Nel brano sulla vita e la vecchiaia, che cosa hanno imparato i vecchi con l'esperienza?

- Brano -
---*---

Veniamo al mondo in un punto preciso di quella trama del “ tappeto colorato” che è la vita, scrive l’Autrice, in cui la morte costituisce l’esperienza estrema del limite che ci abita (Lionelli Langer, 2020, 48). Il cammino porta alla consapevolezza dell’incompiuto e della condizione di immaturità perenne che ci caratterizza. Vecchi e bambini camminano a passo lento. I vecchi sanno rallentare perché hanno imparato, con l’esperienza, che tra la semina e il raccolto c’è un tempo di attesa. Gli anziani hanno imparato molte cose dalla vita, ma più di ogni altra cosa hanno compreso che la saggezza si può condividere ed è questo il seme della vita, con cui generosamente ci trasmettono ricordi, sogni, racconti. Leggiamo:
“…grati per quanto ci hanno dato, per la loro presenza che ci accompagna viva, grati del tanto che ancora riceviamo e del poco che intuiamo, ci lasciamo prendere sempre ancora da stupita meraviglia di fronte all’ignoto che ci circonda e che ci attrae. E cerchiamo di esplorarlo, come hanno fatto loro, senza accanirci e senza rinunciare, sapendo che non lo possiederemo mai per intero”( ib., 61).

---*---

Voci da una fonte di dati
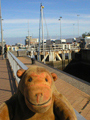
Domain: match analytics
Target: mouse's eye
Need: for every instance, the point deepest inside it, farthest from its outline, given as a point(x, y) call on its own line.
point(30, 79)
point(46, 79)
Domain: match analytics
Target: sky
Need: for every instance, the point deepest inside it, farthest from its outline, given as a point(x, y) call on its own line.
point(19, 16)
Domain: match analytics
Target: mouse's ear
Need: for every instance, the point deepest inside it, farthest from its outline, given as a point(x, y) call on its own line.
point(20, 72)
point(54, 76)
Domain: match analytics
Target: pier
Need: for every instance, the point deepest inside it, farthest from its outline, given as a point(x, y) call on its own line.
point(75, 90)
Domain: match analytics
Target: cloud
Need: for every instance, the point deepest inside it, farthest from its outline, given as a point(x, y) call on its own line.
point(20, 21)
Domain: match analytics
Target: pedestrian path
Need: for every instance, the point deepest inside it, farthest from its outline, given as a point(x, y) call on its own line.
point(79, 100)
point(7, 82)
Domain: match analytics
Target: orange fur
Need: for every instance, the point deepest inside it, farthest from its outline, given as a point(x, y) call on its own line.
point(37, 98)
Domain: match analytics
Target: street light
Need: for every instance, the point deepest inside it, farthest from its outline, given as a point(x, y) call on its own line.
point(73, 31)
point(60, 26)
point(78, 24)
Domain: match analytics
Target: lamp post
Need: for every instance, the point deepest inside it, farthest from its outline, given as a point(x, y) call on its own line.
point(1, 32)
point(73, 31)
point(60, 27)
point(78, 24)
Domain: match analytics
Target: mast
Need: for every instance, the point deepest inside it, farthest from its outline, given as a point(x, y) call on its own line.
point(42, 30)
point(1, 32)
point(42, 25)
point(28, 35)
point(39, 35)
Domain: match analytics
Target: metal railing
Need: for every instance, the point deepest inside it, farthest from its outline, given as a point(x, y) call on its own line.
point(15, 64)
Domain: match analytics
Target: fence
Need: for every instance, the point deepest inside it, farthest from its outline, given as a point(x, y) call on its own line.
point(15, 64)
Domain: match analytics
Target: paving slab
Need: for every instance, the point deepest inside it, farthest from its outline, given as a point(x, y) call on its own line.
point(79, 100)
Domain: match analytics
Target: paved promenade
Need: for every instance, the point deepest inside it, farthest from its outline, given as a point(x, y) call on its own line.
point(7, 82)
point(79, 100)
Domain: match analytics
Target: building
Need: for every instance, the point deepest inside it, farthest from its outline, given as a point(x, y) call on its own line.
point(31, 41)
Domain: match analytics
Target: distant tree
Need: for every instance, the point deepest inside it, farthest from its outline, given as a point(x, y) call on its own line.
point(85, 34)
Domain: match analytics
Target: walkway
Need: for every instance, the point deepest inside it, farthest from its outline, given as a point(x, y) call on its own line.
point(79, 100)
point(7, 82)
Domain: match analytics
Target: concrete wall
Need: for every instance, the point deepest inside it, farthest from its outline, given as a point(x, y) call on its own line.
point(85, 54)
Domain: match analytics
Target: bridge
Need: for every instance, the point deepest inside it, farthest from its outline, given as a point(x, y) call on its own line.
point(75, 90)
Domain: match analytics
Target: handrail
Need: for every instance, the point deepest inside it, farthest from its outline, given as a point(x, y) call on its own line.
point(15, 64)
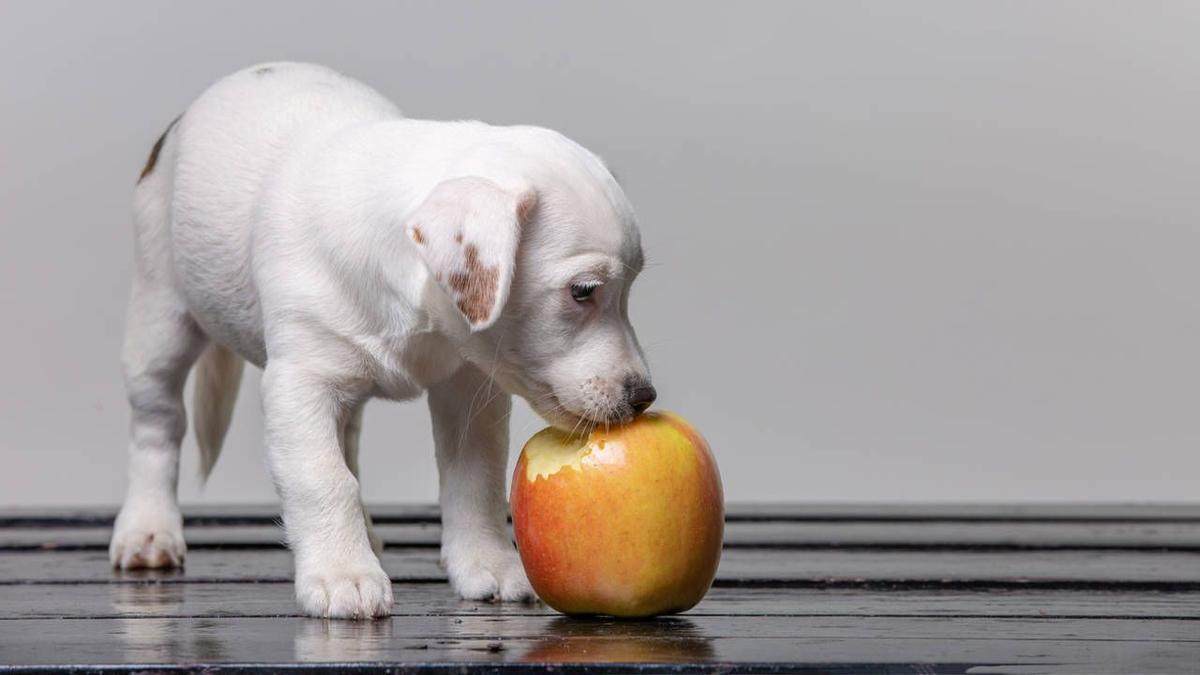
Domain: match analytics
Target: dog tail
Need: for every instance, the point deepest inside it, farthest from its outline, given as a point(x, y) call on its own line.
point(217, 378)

---*---

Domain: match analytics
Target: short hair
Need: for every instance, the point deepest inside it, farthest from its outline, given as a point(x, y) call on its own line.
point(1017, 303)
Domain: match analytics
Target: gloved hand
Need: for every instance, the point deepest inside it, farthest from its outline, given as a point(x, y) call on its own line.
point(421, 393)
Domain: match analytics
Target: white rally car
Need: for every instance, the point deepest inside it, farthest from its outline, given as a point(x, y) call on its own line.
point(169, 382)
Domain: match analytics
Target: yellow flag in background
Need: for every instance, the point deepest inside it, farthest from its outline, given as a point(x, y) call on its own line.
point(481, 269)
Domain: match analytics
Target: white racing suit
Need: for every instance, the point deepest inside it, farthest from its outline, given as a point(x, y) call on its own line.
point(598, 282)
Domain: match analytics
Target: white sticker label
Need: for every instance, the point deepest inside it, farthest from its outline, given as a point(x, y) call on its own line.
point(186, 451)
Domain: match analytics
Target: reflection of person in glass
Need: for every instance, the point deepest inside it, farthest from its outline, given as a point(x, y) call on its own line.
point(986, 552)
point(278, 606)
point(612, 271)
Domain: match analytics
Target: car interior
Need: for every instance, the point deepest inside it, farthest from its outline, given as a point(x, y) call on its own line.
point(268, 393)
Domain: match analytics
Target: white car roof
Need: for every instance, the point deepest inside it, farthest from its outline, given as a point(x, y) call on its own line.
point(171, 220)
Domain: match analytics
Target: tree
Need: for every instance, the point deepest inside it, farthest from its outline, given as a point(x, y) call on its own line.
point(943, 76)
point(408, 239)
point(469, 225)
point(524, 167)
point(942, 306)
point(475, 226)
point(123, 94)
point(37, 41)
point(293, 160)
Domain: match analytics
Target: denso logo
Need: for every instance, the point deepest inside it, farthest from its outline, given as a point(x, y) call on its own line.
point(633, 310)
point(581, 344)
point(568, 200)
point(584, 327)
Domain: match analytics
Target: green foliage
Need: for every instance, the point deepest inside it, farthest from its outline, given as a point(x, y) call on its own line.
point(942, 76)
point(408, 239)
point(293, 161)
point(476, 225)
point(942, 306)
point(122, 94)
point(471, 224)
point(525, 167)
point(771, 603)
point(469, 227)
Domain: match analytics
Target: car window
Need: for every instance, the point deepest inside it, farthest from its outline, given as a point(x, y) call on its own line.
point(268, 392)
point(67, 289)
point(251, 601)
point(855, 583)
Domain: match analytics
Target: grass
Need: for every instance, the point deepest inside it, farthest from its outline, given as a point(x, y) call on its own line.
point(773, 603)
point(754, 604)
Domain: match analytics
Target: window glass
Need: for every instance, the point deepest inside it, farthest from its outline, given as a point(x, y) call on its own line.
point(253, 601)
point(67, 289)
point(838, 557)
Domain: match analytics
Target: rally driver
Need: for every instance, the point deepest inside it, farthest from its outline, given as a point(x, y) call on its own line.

---*---

- Soluzione -
Che tra la semina e il raccolto c'è un tempo di attesa.